**Exercise directions**:
Quote verbatim the span of lines that begins the listing below and closes with the line containing "Target: bright blue".

**Available data**:
▼

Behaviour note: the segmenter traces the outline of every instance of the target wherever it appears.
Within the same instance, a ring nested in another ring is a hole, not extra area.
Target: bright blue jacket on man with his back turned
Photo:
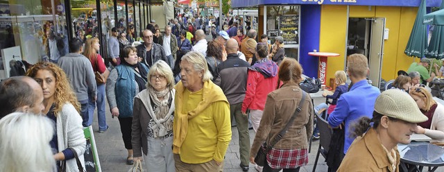
[[[349,137],[350,124],[361,117],[373,117],[373,110],[377,96],[381,92],[377,87],[367,83],[367,80],[361,80],[350,88],[350,90],[341,95],[336,108],[328,117],[330,126],[336,128],[342,122],[345,122],[345,141],[344,154],[355,138]]]

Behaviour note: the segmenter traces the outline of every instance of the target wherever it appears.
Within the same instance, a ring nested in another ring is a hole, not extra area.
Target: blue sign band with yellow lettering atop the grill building
[[[180,1],[180,0],[179,0]],[[262,5],[300,5],[300,4],[312,4],[312,5],[343,5],[343,6],[419,6],[420,0],[349,0],[347,2],[330,1],[330,0],[231,0],[232,8],[244,8]],[[441,4],[441,0],[427,0],[427,6],[438,7]]]

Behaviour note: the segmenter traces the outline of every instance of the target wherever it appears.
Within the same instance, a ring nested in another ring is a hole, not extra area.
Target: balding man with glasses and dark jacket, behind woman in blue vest
[[[142,32],[142,36],[144,44],[140,44],[136,47],[137,56],[142,58],[142,63],[148,66],[148,68],[159,60],[164,60],[168,64],[171,64],[167,55],[165,55],[162,45],[153,42],[153,32],[145,29]]]

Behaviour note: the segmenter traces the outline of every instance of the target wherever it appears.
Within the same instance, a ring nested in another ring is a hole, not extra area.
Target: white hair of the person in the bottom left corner
[[[54,123],[42,115],[14,112],[0,120],[2,171],[54,171],[56,161],[49,141]]]

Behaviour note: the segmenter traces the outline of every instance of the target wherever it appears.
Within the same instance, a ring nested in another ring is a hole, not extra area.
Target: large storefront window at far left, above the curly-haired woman
[[[67,53],[65,1],[55,0],[55,5],[56,21],[52,15],[51,0],[0,2],[0,49],[4,55],[0,57],[1,79],[15,74],[15,67],[10,64],[22,60],[30,64],[49,60],[46,31],[53,31],[63,43],[58,53]],[[56,58],[59,57],[54,57],[54,60]]]

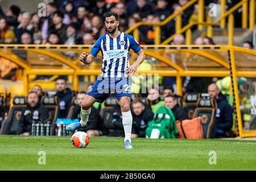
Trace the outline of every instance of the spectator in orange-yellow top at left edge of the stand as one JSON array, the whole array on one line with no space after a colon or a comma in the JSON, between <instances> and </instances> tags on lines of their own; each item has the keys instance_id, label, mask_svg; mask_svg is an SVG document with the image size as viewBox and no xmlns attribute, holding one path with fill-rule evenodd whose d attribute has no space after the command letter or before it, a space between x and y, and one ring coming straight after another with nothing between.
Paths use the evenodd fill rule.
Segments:
<instances>
[{"instance_id":1,"label":"spectator in orange-yellow top at left edge of the stand","mask_svg":"<svg viewBox=\"0 0 256 182\"><path fill-rule=\"evenodd\" d=\"M0 18L0 43L12 43L14 40L15 34L6 24L6 19Z\"/></svg>"}]
</instances>

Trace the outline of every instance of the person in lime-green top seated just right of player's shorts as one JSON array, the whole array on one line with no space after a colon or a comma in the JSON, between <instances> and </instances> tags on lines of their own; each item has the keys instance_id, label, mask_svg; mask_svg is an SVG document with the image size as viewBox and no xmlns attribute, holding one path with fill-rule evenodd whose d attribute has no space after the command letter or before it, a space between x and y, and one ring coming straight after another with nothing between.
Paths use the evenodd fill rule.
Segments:
<instances>
[{"instance_id":1,"label":"person in lime-green top seated just right of player's shorts","mask_svg":"<svg viewBox=\"0 0 256 182\"><path fill-rule=\"evenodd\" d=\"M164 106L164 101L160 100L159 90L156 88L152 88L148 90L148 101L150 102L151 110L155 114L159 107Z\"/></svg>"}]
</instances>

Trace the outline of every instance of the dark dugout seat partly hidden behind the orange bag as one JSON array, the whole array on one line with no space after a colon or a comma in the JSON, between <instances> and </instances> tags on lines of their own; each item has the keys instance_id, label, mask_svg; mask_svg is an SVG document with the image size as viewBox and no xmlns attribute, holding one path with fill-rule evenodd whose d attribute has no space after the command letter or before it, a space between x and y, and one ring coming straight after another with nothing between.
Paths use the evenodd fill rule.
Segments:
<instances>
[{"instance_id":1,"label":"dark dugout seat partly hidden behind the orange bag","mask_svg":"<svg viewBox=\"0 0 256 182\"><path fill-rule=\"evenodd\" d=\"M186 93L184 96L185 109L188 111L188 118L192 119L196 109L196 102L199 100L200 94L197 93Z\"/></svg>"}]
</instances>

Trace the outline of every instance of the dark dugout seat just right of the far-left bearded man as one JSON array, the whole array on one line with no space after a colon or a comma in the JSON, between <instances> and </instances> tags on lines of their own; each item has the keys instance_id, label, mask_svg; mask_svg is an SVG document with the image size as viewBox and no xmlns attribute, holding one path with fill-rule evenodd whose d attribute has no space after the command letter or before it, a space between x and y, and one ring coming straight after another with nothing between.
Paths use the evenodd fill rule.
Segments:
<instances>
[{"instance_id":1,"label":"dark dugout seat just right of the far-left bearded man","mask_svg":"<svg viewBox=\"0 0 256 182\"><path fill-rule=\"evenodd\" d=\"M55 123L57 115L59 114L59 98L56 96L44 96L42 98L42 104L48 109L48 119L51 120L52 123Z\"/></svg>"}]
</instances>

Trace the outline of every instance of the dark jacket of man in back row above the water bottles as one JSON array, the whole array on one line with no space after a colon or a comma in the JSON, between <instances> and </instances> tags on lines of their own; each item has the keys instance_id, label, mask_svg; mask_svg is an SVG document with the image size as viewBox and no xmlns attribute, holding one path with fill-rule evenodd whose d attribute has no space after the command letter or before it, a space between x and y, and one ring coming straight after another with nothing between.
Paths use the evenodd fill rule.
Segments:
<instances>
[{"instance_id":1,"label":"dark jacket of man in back row above the water bottles","mask_svg":"<svg viewBox=\"0 0 256 182\"><path fill-rule=\"evenodd\" d=\"M60 111L58 118L67 118L73 97L71 89L67 88L64 90L64 92L57 92L55 96L59 97L60 99Z\"/></svg>"}]
</instances>

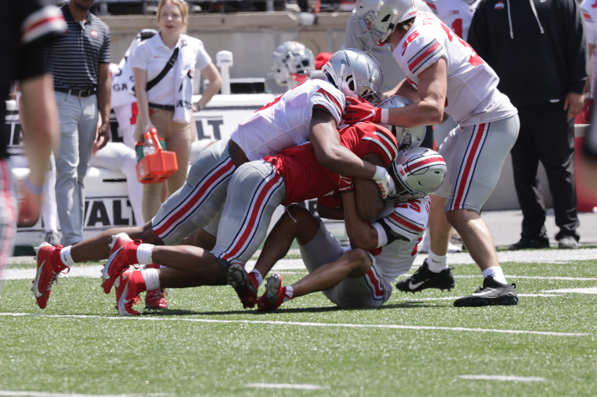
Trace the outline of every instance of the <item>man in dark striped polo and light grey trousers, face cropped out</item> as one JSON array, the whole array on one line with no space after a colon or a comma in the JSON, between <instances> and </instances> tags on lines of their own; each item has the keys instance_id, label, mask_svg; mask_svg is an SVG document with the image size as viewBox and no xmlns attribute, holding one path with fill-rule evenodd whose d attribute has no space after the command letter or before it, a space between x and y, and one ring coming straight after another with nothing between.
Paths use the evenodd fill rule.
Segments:
<instances>
[{"instance_id":1,"label":"man in dark striped polo and light grey trousers, face cropped out","mask_svg":"<svg viewBox=\"0 0 597 397\"><path fill-rule=\"evenodd\" d=\"M83 241L84 185L96 140L100 148L110 125L110 30L89 12L95 0L70 0L61 11L66 34L48 46L48 67L60 114L60 147L56 154L56 202L62 243Z\"/></svg>"}]
</instances>

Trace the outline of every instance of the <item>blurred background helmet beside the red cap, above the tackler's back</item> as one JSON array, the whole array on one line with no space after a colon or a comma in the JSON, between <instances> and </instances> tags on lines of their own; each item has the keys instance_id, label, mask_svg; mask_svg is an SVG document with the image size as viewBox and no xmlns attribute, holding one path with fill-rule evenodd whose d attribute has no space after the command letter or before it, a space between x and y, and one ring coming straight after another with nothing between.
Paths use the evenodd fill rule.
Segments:
<instances>
[{"instance_id":1,"label":"blurred background helmet beside the red cap, above the tackler's back","mask_svg":"<svg viewBox=\"0 0 597 397\"><path fill-rule=\"evenodd\" d=\"M315 56L303 44L287 41L273 51L272 71L278 85L294 87L304 82L314 69Z\"/></svg>"}]
</instances>

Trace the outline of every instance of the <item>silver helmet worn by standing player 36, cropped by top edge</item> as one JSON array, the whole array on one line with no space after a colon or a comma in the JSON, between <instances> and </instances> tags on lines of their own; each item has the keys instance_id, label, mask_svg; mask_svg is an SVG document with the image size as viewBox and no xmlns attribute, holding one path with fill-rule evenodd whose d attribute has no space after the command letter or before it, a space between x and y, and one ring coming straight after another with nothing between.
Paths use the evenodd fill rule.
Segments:
<instances>
[{"instance_id":1,"label":"silver helmet worn by standing player 36, cropped by top edge","mask_svg":"<svg viewBox=\"0 0 597 397\"><path fill-rule=\"evenodd\" d=\"M377 45L384 45L396 24L417 15L414 0L380 0L356 4L356 18L369 22L369 32Z\"/></svg>"}]
</instances>

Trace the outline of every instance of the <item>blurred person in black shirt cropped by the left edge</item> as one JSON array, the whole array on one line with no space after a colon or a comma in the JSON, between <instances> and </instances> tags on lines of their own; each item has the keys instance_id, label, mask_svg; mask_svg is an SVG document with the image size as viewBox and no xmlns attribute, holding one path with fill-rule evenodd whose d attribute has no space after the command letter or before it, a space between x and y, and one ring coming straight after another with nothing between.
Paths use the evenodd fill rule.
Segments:
<instances>
[{"instance_id":1,"label":"blurred person in black shirt cropped by the left edge","mask_svg":"<svg viewBox=\"0 0 597 397\"><path fill-rule=\"evenodd\" d=\"M23 99L21 123L27 125L24 134L25 153L29 158L29 178L23 194L39 213L41 190L50 162L59 124L54 100L52 76L44 62L44 45L66 30L62 13L53 1L0 0L0 117L4 123L6 103L11 86L19 80ZM13 236L17 224L17 208L12 190L7 144L10 132L0 129L0 280L7 259L12 255ZM0 283L1 285L1 283Z\"/></svg>"}]
</instances>

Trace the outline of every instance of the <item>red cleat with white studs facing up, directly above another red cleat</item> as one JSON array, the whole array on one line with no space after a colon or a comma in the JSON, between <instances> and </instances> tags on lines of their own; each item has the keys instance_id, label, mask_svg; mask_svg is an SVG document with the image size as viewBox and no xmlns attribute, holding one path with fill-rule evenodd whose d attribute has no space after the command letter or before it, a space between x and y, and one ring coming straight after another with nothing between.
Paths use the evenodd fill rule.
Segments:
<instances>
[{"instance_id":1,"label":"red cleat with white studs facing up, directly above another red cleat","mask_svg":"<svg viewBox=\"0 0 597 397\"><path fill-rule=\"evenodd\" d=\"M125 233L112 236L110 256L101 270L101 278L104 280L101 287L103 287L105 293L110 293L116 278L127 271L129 265L137 264L137 247L141 243L141 240L133 241Z\"/></svg>"}]
</instances>

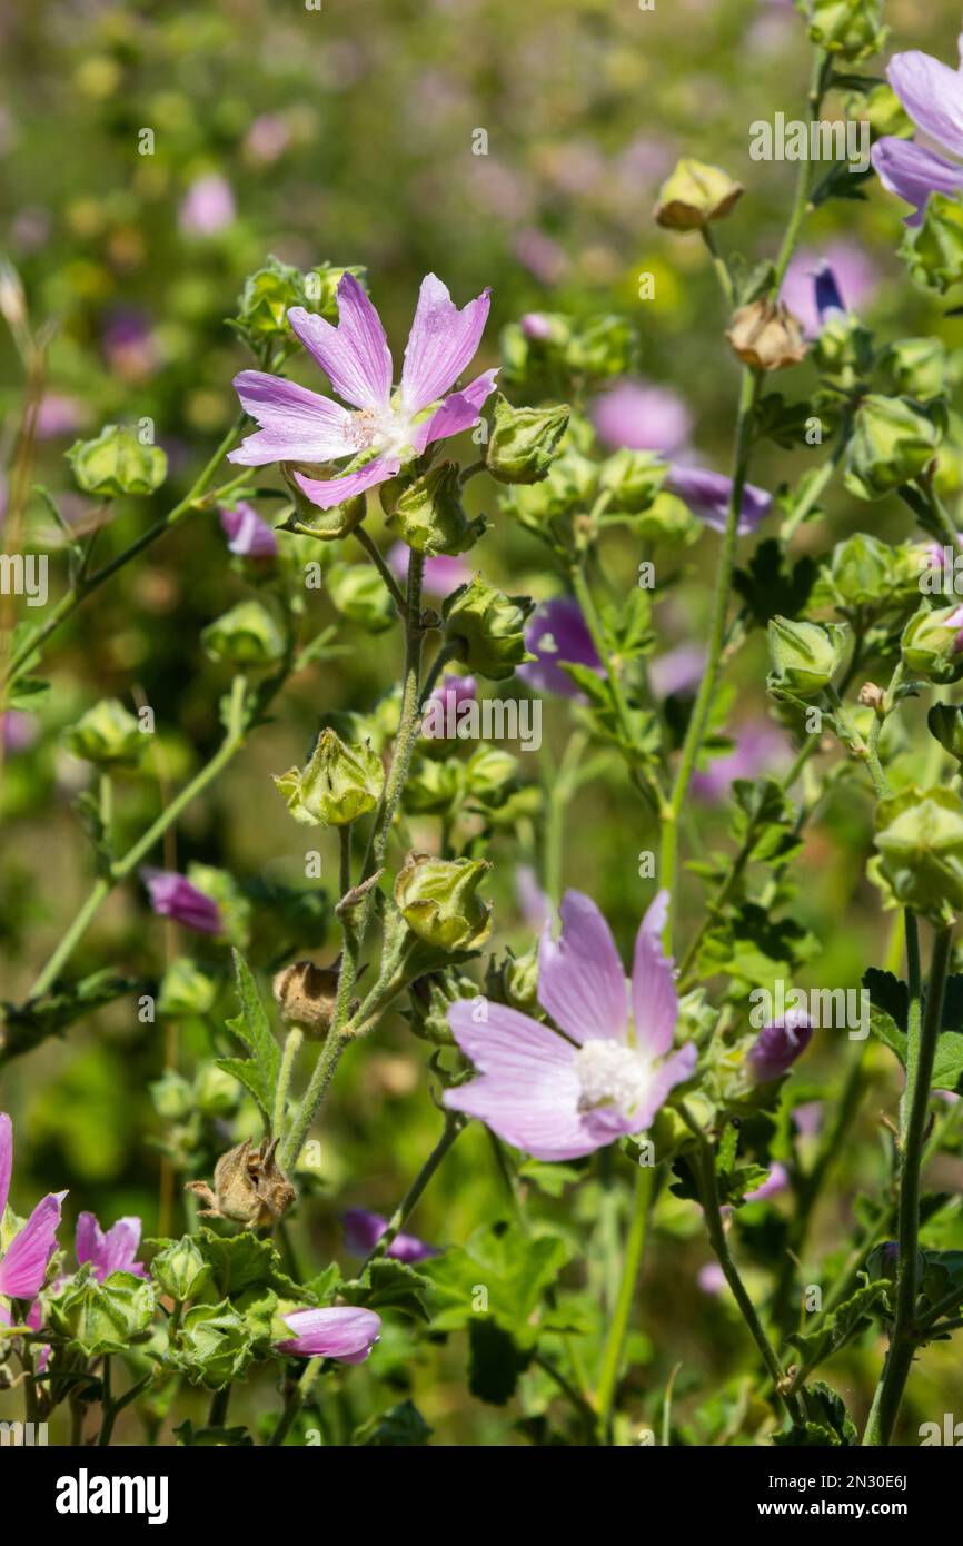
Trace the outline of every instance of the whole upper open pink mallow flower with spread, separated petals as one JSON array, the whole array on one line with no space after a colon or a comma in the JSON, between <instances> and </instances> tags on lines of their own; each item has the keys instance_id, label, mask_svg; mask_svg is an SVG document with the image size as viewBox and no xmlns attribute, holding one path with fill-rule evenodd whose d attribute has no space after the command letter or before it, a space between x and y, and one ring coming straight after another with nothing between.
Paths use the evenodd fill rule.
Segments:
<instances>
[{"instance_id":1,"label":"whole upper open pink mallow flower with spread, separated petals","mask_svg":"<svg viewBox=\"0 0 963 1546\"><path fill-rule=\"evenodd\" d=\"M434 274L422 280L396 393L382 320L354 275L345 274L337 300L337 328L303 306L292 306L288 320L352 408L263 371L241 371L233 379L244 411L260 430L230 453L232 462L263 467L368 458L363 467L337 478L295 473L300 489L322 510L394 478L403 462L434 441L468 430L498 376L484 371L462 391L445 396L481 343L490 306L487 289L459 311Z\"/></svg>"}]
</instances>

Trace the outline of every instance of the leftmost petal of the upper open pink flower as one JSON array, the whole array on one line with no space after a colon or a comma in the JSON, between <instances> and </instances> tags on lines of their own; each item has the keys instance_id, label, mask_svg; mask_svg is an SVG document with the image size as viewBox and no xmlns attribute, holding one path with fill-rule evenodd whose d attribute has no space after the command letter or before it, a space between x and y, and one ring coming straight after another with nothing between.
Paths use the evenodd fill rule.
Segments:
<instances>
[{"instance_id":1,"label":"leftmost petal of the upper open pink flower","mask_svg":"<svg viewBox=\"0 0 963 1546\"><path fill-rule=\"evenodd\" d=\"M352 455L354 414L340 402L264 371L241 371L233 386L244 413L261 428L229 451L229 462L264 467L267 462L329 462Z\"/></svg>"}]
</instances>

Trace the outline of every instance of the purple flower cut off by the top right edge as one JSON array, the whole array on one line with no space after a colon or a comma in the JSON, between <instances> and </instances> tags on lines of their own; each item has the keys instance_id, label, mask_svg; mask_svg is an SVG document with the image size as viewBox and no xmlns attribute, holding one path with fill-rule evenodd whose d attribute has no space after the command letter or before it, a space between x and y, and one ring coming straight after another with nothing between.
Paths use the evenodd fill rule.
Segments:
<instances>
[{"instance_id":1,"label":"purple flower cut off by the top right edge","mask_svg":"<svg viewBox=\"0 0 963 1546\"><path fill-rule=\"evenodd\" d=\"M960 70L914 48L893 54L886 76L924 139L949 156L963 158L963 34L958 49ZM914 206L904 218L907 226L921 223L931 193L952 198L963 192L960 159L948 161L927 144L884 135L870 155L883 187Z\"/></svg>"}]
</instances>

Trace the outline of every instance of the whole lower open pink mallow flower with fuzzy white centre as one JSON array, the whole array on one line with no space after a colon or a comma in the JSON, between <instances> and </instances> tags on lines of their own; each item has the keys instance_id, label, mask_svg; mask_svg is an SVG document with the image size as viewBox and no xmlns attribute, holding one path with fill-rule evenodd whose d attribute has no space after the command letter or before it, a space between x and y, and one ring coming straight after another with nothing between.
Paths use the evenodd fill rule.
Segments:
<instances>
[{"instance_id":1,"label":"whole lower open pink mallow flower with fuzzy white centre","mask_svg":"<svg viewBox=\"0 0 963 1546\"><path fill-rule=\"evenodd\" d=\"M696 1067L692 1042L672 1051L679 1002L660 938L666 908L660 892L628 983L595 903L566 892L561 937L546 926L538 951L538 1002L563 1034L501 1003L488 1003L482 1022L468 999L453 1003L448 1025L479 1078L447 1090L445 1105L536 1160L575 1160L649 1127Z\"/></svg>"}]
</instances>

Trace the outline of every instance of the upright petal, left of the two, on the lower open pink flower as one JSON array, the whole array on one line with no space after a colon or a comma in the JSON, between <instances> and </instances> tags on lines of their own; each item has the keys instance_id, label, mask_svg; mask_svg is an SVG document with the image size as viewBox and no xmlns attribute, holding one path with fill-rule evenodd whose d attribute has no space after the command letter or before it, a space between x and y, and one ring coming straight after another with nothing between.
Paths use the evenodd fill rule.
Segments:
<instances>
[{"instance_id":1,"label":"upright petal, left of the two, on the lower open pink flower","mask_svg":"<svg viewBox=\"0 0 963 1546\"><path fill-rule=\"evenodd\" d=\"M609 925L590 897L567 890L561 935L546 929L538 946L538 1002L575 1042L626 1039L628 985Z\"/></svg>"}]
</instances>

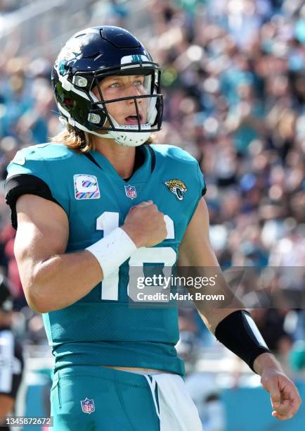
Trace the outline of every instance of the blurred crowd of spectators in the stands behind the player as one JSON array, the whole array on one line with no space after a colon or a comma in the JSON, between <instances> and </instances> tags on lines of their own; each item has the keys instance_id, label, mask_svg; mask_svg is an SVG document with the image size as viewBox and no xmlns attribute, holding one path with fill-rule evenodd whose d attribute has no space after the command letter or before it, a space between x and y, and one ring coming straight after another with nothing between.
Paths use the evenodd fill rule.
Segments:
<instances>
[{"instance_id":1,"label":"blurred crowd of spectators in the stands behind the player","mask_svg":"<svg viewBox=\"0 0 305 431\"><path fill-rule=\"evenodd\" d=\"M164 123L155 142L181 146L200 162L222 268L287 267L270 284L302 293L304 274L294 274L305 263L304 1L148 0L143 35L129 27L130 2L91 3L92 11L103 8L105 23L143 39L162 65ZM60 130L53 61L0 53L0 266L19 310L25 299L3 185L18 149ZM304 339L297 304L257 308L254 316L275 353L287 356ZM27 319L31 342L44 343L41 320ZM182 311L180 324L186 358L194 344L213 344L194 311ZM303 366L305 358L290 363Z\"/></svg>"}]
</instances>

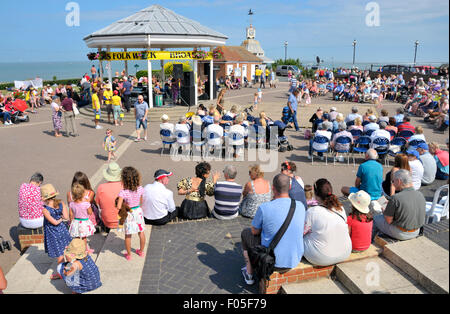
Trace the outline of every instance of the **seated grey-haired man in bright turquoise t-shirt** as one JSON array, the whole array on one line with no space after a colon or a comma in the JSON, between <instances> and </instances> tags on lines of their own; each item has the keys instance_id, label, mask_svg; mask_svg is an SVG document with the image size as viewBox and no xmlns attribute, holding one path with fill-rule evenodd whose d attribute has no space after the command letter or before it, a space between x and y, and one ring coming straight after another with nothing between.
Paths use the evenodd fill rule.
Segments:
<instances>
[{"instance_id":1,"label":"seated grey-haired man in bright turquoise t-shirt","mask_svg":"<svg viewBox=\"0 0 450 314\"><path fill-rule=\"evenodd\" d=\"M375 149L369 149L366 153L366 162L359 166L356 174L355 187L342 188L342 194L349 196L360 190L367 192L372 201L378 200L382 194L383 166L377 161L378 153Z\"/></svg>"}]
</instances>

▲

**Exercise solution**:
Behaviour note: the segmenter traces the outline of every instance of the target wherever it appears.
Within the same instance, a ring nested in another ring is a hole, not extra area.
Target: bright blue jacket on man with his back turned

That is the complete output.